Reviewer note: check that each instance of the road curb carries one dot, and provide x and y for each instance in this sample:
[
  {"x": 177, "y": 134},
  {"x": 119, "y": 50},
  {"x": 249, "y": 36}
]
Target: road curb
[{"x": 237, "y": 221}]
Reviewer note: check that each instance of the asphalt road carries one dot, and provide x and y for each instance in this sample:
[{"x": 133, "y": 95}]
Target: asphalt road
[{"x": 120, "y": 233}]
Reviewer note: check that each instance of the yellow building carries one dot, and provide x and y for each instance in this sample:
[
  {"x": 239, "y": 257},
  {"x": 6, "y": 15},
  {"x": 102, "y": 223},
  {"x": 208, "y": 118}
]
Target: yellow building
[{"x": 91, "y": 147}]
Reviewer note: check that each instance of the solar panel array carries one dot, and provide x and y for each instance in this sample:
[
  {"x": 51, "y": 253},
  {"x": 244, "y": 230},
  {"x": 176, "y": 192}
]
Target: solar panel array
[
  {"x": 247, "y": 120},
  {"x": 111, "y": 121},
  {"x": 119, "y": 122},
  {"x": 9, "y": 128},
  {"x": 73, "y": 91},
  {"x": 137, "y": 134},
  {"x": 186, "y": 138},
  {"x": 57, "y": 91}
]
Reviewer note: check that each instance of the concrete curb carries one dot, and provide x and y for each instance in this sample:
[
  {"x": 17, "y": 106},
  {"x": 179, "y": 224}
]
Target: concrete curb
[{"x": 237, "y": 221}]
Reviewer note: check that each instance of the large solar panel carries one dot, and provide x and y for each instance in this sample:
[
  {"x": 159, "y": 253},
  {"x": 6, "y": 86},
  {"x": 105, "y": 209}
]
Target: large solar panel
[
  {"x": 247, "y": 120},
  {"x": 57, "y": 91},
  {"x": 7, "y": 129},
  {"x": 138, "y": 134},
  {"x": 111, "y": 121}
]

-------

### Instructions for the task
Give back all the data exactly as written.

### Worked solution
Reviewer note: check that each instance of the road curb carries one dot, and provide x and y for each instance in this sample:
[
  {"x": 177, "y": 134},
  {"x": 119, "y": 50},
  {"x": 249, "y": 36}
]
Target: road curb
[{"x": 237, "y": 221}]
Reviewer note: check that each instance of the asphalt road carries one dot, and provide x and y for each instance in this sample:
[{"x": 133, "y": 95}]
Target: asphalt road
[{"x": 120, "y": 233}]
Reviewer note: check that each instance of the yellow building carries one dot, and provide x and y for each instance in this sample:
[
  {"x": 239, "y": 257},
  {"x": 6, "y": 15},
  {"x": 102, "y": 223},
  {"x": 208, "y": 118}
]
Target: yellow building
[{"x": 91, "y": 147}]
Reviewer note: check that each instance of the solar panel array carries one dot, and provide x and y for each instance in this sample:
[
  {"x": 51, "y": 253},
  {"x": 244, "y": 230},
  {"x": 176, "y": 192}
]
Target: solar panel array
[
  {"x": 247, "y": 120},
  {"x": 111, "y": 121},
  {"x": 119, "y": 122},
  {"x": 9, "y": 128},
  {"x": 73, "y": 91},
  {"x": 137, "y": 134},
  {"x": 186, "y": 138},
  {"x": 57, "y": 91}
]
Reviewer note: check that each instance of the concrete curb carries one dot, and provide x and y for each instance in this sample:
[
  {"x": 17, "y": 106},
  {"x": 179, "y": 224}
]
Target: concrete curb
[{"x": 237, "y": 221}]
Reviewer note: check that each instance of the large solar panel carries one dot, and provide x and y for each instance in this sample:
[
  {"x": 159, "y": 253},
  {"x": 6, "y": 86},
  {"x": 105, "y": 209}
]
Target: large solar panel
[
  {"x": 247, "y": 120},
  {"x": 57, "y": 91},
  {"x": 7, "y": 129},
  {"x": 138, "y": 134},
  {"x": 111, "y": 121}
]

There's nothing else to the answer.